### Приведённый текст
Думаю, любой коллега-критик согласится с тем, что писать о детективе нелегко, если, конечно, не сочинять разгромные статьи, сравнивая произведения этого популярного жанра с философскими или полифоническими романами. Подобное сравнение будет, как скажут математики, некорректно.
Мудро замечает Тибор Кестхейи: «В боксе нельзя соизмерить силы спортсменов двух различных весовых категорий — в литературе не сопоставляют юмореску с античной трагедией».
Вероятно, неожиданные сложности, которые возникают перед критиком, решившимся писать о детективе, и объясняют тот факт, что текущего рецензирования детективной литературы в нашей литературной прессе практически нет. Как нет и аналитических обзоров типа «Лучшие советские детективы 1988 года».
Но на страницах газет и журналов дискуссии о детективе нередки. Так, только в последнее время мне пришлось принять участие в дискуссиях в «Литературной газете» и в журнале «Литературное обозрение». Однако в дискуссиях обычно ставятся и обсуждаются глобальные теоретические вопросы, например «Литература ли детектив?». А уж если появляется рецензия, то она носит в основном уничтожающий характер. Автора упрекают за примитивность и надуманность сюжета, недостоверность характеров, бедность языка, а иногда за незнание подробностей милицейской службы и уголовного кодекса...
Меж тем читательский интерес к детективной литературе поражает своей стабильностью. По данным опроса Института Гэллапа, которые приводит Т. Кестхейи, в США в 1986 году 60% мужчин и 64% женщин регулярно читали детективы, а среди имеющих высшее образование любители этого жанра составляют 74%.
Не следует утомлять читателя цифрами, но трудно удержаться, чтобы не привести хотя бы еще две. Книги «королевы детектива» Агаты Кристи переведены на 103 языка, а их общий тираж приближается к 500000000 экземпляров.
Насколько мне известно, в СССР подобные опросы не проводятся, но есть все основания полагать, что аудитория читателей и почитателей детективов и в нашей стране насчитывает десятки миллионов. В наших редакциях и издательствах к детективам относятся с некоторым пренебрежением, не говоря уже о литературоведах, большинство которых считают изучение детективов делом несерьезным. На Западе же новинки жанра регулярно рецензируются в престижных литературных изданиях, существует немало критических и даже литературоведческих работ, в том числе и академического характера.

### Задания
(a) Ответьте на вопросы по тексту о детективной литературе.
(i) Какая доля американских женщин, по данным опроса 1986 года, регулярно читала детективы?
(ii) На сколько языков переведены книги Агаты Кристи?
(iii) В каких двух изданиях автору недавно пришлось участвовать в дискуссиях о детективе?
(b) Продолжите текст о детективной литературе, начав сразу после его последнего предложения.
Записи никак не связаны с текстом о детективной литературе.

(Строки данных с разметкой рамок)

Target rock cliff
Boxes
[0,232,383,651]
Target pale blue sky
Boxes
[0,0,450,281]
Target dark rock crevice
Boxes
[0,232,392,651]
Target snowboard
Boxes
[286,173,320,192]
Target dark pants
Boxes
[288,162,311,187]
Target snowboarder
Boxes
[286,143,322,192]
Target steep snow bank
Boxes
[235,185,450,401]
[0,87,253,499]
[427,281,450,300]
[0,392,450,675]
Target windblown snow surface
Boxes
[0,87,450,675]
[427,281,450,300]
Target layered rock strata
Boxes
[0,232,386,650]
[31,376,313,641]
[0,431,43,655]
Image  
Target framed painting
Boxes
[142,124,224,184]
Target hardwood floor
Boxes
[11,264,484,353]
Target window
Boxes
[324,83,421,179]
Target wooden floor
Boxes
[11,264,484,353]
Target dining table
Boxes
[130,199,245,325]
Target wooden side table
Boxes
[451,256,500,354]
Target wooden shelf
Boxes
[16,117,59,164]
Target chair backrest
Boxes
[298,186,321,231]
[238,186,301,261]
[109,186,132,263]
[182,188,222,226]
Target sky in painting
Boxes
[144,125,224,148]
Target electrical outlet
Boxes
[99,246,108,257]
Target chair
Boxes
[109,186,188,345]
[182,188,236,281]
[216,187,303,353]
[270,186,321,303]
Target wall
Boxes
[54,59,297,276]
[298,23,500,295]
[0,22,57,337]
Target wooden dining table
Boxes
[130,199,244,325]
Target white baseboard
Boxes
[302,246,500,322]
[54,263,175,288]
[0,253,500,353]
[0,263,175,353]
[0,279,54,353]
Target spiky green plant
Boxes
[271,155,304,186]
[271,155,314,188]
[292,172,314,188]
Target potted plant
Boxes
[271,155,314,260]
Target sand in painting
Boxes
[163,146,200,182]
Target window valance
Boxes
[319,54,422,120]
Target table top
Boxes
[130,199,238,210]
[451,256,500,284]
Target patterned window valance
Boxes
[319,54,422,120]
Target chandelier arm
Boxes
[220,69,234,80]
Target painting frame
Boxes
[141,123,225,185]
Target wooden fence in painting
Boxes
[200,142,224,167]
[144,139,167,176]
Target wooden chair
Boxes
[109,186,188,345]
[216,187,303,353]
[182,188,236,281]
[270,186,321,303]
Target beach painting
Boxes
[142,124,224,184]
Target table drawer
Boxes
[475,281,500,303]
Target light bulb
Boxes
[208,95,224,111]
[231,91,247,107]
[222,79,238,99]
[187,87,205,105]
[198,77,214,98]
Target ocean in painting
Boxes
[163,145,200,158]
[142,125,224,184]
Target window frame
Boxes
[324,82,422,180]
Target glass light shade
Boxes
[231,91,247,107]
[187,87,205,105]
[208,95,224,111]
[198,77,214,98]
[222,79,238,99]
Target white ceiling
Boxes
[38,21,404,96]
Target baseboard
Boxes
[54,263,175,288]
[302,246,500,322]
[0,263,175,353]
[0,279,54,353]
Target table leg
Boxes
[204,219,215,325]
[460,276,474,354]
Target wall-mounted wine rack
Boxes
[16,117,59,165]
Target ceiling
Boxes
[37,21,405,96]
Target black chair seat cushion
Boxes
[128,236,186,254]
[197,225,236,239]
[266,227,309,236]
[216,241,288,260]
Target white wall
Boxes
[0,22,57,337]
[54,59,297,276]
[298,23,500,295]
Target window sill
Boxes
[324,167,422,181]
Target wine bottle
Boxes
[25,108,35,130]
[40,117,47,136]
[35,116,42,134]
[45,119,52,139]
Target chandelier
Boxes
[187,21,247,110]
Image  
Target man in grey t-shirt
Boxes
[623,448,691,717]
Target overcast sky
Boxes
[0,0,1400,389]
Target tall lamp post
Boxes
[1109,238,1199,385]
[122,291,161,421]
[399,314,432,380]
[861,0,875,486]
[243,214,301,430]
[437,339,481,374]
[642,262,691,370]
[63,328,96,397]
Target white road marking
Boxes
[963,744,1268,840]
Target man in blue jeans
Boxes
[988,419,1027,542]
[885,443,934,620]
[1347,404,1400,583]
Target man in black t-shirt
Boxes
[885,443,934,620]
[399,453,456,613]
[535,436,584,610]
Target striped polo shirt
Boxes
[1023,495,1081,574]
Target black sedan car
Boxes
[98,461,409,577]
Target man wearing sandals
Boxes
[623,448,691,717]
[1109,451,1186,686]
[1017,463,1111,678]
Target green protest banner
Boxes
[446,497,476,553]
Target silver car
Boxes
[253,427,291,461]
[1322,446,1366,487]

### Ответы по заданиям
(a)
(i) 64%.
(ii) На 103 языка.
(iii) В «Литературной газете» и в журнале «Литературное обозрение».

(b)
В СССР, по-моему, только в книгах А. Адамова и А. Вулиса детектив рассматривается как тип литературы, существующий всерьез. Более десяти лет назад была издана на русском языке книга болгарского писателя Б. Райнова «Черный роман», посвященная западному детективу. Нет у нас ни традиции, ни школы критического анализа детектива. Да и как отрецензировать детектив на 3-4 страницах обычного ревизионного объема? Рецепт рецензии ведь куда прост: беглый пересказ содержания, оценка жизненности конфликта, убедительности персонажей и яркости изображения. Ясно, что такой подход не годится для детектива, тут методика должна быть совершенно иная — иначе пересказ содержания заведомо обречет книгу на то, что ее не будут читать.
Но, может быть, еще труднее писать об исследовании, посвященном детективу, хотя бы потому, что привлекаемый материал поистине безграничен, и наряду с теми писателями и произведениями, которые известны всем, речь идет об именах неизвестных.
Тибор Кестхейи не только любит детектив, но и превосходно владеет обширнейшей информацией. Ему удалось справиться с великой сложностью многознания и четко и гармонично выстроить обобщающее исследование. Думаю, что автор пошел по верному пути, начав с происхождения и становления жанра. Безусловно интересен исторический экскурс в самую глубокую древность. Конечно, детективные истории в самом широком смысле без труда обнаруживаются и в Библии. Без особой натяжки можно найти элементы детектива и в построении сюжета «Царя Эдипа». Мне самому не раз приходилось слышать, как верные адепты научной фантастики причисляли к любимому жанру произведения не только Свифта, но Гоголя и Булгакова.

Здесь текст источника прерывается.